══ Records to process

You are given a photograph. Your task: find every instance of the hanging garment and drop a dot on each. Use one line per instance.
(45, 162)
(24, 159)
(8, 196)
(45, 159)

════

#### [Given problem]
Copy every line of the records above word for word, in the same order.

#### [Task output]
You are given a photograph. Your task: find every instance of the hanging garment and drop a dot on each. Use one line per instance.
(45, 162)
(24, 159)
(8, 196)
(45, 159)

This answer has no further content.